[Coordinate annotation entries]
-- Begin --
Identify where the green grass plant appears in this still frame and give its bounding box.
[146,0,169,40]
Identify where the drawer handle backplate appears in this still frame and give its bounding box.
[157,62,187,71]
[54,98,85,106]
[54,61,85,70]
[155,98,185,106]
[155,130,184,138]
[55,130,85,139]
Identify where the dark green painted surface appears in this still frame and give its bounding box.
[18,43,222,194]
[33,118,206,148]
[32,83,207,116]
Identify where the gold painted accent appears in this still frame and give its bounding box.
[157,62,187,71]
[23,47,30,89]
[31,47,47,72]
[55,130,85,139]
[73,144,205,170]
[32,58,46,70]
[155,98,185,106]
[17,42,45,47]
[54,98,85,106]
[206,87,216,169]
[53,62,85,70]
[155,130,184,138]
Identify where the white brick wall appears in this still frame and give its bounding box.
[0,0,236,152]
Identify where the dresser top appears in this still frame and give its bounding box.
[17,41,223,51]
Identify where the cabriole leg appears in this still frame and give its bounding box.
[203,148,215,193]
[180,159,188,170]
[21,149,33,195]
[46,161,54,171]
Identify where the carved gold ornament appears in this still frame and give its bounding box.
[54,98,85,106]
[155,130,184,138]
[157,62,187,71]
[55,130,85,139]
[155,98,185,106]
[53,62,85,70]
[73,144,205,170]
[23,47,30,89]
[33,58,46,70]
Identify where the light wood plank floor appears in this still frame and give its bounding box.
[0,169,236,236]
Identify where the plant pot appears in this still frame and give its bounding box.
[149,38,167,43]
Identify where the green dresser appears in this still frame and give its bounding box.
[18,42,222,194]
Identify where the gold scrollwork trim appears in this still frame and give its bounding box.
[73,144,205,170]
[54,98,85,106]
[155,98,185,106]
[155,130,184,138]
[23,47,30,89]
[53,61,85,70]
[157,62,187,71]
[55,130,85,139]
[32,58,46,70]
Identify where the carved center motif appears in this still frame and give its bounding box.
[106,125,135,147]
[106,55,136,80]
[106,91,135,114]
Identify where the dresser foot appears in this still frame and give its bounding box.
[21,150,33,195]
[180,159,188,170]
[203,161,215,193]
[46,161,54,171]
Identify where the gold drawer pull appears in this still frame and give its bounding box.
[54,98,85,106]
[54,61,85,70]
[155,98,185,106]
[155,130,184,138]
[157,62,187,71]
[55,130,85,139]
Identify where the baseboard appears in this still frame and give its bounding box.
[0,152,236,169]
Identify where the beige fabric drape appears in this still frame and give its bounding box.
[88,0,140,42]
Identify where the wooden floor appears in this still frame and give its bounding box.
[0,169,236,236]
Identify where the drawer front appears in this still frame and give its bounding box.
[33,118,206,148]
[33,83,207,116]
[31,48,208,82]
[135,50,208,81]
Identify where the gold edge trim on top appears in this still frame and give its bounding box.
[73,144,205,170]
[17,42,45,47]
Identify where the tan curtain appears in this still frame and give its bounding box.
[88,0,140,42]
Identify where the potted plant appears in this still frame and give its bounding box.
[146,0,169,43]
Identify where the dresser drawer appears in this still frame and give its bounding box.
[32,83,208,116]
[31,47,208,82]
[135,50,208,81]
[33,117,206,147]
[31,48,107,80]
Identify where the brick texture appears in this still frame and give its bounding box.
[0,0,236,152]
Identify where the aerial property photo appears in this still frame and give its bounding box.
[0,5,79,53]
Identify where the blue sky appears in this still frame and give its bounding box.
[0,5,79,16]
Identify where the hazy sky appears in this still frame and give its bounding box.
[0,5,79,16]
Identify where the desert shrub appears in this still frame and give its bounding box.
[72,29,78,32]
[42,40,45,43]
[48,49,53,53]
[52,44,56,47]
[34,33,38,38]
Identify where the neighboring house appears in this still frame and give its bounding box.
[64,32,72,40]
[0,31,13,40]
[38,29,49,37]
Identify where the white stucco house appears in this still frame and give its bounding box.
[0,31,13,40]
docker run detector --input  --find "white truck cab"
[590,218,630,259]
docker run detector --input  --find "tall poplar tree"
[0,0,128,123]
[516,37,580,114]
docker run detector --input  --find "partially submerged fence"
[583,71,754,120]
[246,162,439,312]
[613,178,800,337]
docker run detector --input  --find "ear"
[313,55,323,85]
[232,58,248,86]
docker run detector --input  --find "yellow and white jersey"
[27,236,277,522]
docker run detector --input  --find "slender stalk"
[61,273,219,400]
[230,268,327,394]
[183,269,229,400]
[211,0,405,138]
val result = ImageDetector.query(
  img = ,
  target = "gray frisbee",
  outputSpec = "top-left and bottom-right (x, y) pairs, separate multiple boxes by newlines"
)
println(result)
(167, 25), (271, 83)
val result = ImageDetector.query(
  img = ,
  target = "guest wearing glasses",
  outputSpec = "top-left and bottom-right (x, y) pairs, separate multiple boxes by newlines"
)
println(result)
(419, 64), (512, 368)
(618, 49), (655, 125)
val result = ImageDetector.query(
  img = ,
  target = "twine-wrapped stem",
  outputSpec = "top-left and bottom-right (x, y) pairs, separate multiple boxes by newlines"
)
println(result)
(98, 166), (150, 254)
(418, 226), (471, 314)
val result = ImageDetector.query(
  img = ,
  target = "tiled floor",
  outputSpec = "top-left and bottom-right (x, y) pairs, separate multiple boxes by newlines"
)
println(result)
-- End --
▸ **WHAT YOU SHOULD DO**: List every line of the data above that contains the string "find". Matching is case-sensitive.

▸ **SOLUTION TO THE EXERCISE**:
docker run detector --input  --find "white truck cab"
docker run detector --input  --find "tall poplar tree"
docker run detector --input  --find "partially submerged fence"
docker run detector --input  --find "ear"
docker run detector --input  --find "yellow and white jersey"
docker run detector --input  --find "slender stalk"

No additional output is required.